[Stored data entries]
-------------------------
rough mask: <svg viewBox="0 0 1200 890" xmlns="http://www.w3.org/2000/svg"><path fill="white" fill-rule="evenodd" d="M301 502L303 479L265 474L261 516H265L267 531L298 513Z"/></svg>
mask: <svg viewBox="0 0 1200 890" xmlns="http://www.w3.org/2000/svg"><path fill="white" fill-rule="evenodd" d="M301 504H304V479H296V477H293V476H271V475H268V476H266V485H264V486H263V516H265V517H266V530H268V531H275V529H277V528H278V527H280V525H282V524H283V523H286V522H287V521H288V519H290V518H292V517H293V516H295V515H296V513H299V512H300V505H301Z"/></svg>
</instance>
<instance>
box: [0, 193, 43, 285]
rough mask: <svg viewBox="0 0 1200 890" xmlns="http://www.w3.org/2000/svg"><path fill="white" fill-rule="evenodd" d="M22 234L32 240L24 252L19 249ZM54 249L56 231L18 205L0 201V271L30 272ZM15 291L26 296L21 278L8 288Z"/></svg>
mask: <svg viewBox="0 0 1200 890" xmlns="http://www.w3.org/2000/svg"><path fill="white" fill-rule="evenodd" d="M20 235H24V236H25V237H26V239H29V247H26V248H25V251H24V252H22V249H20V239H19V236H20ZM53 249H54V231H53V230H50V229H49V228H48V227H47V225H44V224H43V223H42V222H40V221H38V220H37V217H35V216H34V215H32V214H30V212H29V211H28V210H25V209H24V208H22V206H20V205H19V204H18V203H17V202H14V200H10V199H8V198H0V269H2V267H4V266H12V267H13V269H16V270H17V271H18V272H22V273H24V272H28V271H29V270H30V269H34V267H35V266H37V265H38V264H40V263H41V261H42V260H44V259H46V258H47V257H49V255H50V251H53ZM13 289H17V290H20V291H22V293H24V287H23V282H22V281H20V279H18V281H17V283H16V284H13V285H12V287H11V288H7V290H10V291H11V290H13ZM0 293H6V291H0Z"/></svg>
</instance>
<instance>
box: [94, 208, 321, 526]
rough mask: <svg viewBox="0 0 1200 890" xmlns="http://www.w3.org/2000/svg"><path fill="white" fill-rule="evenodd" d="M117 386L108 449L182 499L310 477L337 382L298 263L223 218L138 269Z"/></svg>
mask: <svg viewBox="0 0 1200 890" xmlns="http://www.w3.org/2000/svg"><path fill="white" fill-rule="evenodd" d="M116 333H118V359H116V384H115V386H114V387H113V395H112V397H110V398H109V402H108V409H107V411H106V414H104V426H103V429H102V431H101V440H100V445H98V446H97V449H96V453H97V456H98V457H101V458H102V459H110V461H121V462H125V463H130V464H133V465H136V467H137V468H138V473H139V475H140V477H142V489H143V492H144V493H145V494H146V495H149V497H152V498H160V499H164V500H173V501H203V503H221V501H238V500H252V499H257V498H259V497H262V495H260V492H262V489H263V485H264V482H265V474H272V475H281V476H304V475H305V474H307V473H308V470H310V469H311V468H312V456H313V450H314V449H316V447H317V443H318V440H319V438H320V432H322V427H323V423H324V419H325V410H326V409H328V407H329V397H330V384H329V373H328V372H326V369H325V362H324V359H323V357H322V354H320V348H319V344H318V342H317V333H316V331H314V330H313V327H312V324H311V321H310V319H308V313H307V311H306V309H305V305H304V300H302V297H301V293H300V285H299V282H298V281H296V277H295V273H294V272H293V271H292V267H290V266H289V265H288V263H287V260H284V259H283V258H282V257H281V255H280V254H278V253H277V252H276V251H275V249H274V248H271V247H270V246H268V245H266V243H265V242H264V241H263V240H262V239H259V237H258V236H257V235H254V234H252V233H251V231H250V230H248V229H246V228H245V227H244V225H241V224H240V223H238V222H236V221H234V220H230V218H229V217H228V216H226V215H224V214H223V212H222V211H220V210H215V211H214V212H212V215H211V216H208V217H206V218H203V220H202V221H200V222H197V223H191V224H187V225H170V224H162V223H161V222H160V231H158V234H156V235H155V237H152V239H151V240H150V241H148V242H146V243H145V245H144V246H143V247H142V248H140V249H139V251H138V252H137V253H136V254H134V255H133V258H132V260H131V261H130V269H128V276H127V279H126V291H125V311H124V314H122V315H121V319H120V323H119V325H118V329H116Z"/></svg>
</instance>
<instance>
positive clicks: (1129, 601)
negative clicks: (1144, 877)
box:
-------------------------
■ Problem to solve
Write the entries out a second time. Match them exactly.

■ Answer area
rough mask: <svg viewBox="0 0 1200 890" xmlns="http://www.w3.org/2000/svg"><path fill="white" fill-rule="evenodd" d="M301 502L303 479L265 474L261 516H265L267 531L298 513Z"/></svg>
mask: <svg viewBox="0 0 1200 890" xmlns="http://www.w3.org/2000/svg"><path fill="white" fill-rule="evenodd" d="M301 504H304V479H296V477H293V476H271V475H268V476H266V485H264V486H263V516H265V517H266V530H268V531H275V529H277V528H278V527H280V525H282V524H283V523H286V522H287V521H288V519H290V518H292V517H293V516H295V515H296V513H299V512H300V505H301Z"/></svg>
</instance>
<instance>
box: [0, 193, 43, 285]
rough mask: <svg viewBox="0 0 1200 890" xmlns="http://www.w3.org/2000/svg"><path fill="white" fill-rule="evenodd" d="M22 234L32 240L24 252L19 249ZM54 249L56 231L18 205L0 201V271L30 272ZM15 291L26 296L21 278L8 288Z"/></svg>
mask: <svg viewBox="0 0 1200 890" xmlns="http://www.w3.org/2000/svg"><path fill="white" fill-rule="evenodd" d="M20 235H24V236H25V237H26V239H29V247H26V248H25V251H24V252H22V249H20V239H19V236H20ZM53 249H54V231H53V230H50V229H49V228H48V227H47V225H44V224H43V223H42V222H40V221H38V220H37V217H35V216H34V215H32V214H30V212H29V211H28V210H25V209H24V208H22V206H20V205H19V204H18V203H17V202H14V200H10V199H8V198H0V269H2V267H4V266H12V267H13V269H16V270H17V271H18V272H22V273H24V272H28V271H29V270H30V269H34V267H35V266H37V265H38V264H40V263H41V261H42V260H44V259H46V258H47V257H49V255H50V251H53ZM13 289H17V290H20V291H22V293H24V287H23V282H22V281H20V279H18V281H17V283H16V284H13V285H12V287H11V288H7V290H10V291H11V290H13ZM0 293H6V291H0Z"/></svg>
</instance>
<instance>
box: [94, 208, 321, 526]
rough mask: <svg viewBox="0 0 1200 890" xmlns="http://www.w3.org/2000/svg"><path fill="white" fill-rule="evenodd" d="M117 386L108 449L182 499L310 477L337 382L298 263L223 218L138 269Z"/></svg>
mask: <svg viewBox="0 0 1200 890" xmlns="http://www.w3.org/2000/svg"><path fill="white" fill-rule="evenodd" d="M116 333H118V359H116V384H115V386H114V387H113V395H112V397H110V398H109V402H108V409H107V411H106V414H104V426H103V429H102V431H101V440H100V445H98V446H97V449H96V453H97V456H98V457H101V458H102V459H110V461H121V462H125V463H130V464H133V465H136V467H137V468H138V473H139V475H140V477H142V489H143V492H144V493H145V494H146V495H149V497H152V498H160V499H164V500H173V501H203V503H221V501H238V500H252V499H257V498H259V497H262V495H260V492H262V489H263V485H264V482H265V474H272V475H281V476H304V475H305V474H307V473H308V470H310V469H311V468H312V456H313V450H314V449H316V447H317V443H318V440H319V438H320V432H322V427H323V423H324V419H325V410H326V409H328V407H329V397H330V384H329V373H328V372H326V369H325V362H324V359H323V357H322V354H320V348H319V344H318V342H317V333H316V331H314V330H313V327H312V324H311V321H310V319H308V313H307V311H306V309H305V305H304V300H302V297H301V293H300V285H299V282H298V281H296V277H295V273H294V272H293V271H292V267H290V266H289V265H288V263H287V260H284V259H283V258H282V257H281V255H280V254H278V253H277V252H276V251H275V249H274V248H271V247H270V246H268V245H266V243H265V242H264V241H263V240H262V239H259V237H258V236H257V235H254V234H252V233H251V231H250V230H248V229H246V228H245V227H244V225H241V224H240V223H238V222H236V221H234V220H230V218H229V217H228V216H226V215H224V214H223V212H222V211H220V210H215V211H214V212H212V215H211V216H208V217H206V218H203V220H202V221H200V222H197V223H191V224H187V225H170V224H162V223H161V222H160V231H158V234H156V235H155V237H152V239H151V240H150V241H148V242H146V243H145V245H144V246H143V247H142V248H140V249H139V251H138V252H137V253H136V254H134V255H133V258H132V260H131V261H130V269H128V276H127V279H126V291H125V311H124V314H122V315H121V319H120V323H119V325H118V329H116Z"/></svg>
</instance>
<instance>
positive clicks: (1129, 601)
negative clicks: (1144, 877)
box:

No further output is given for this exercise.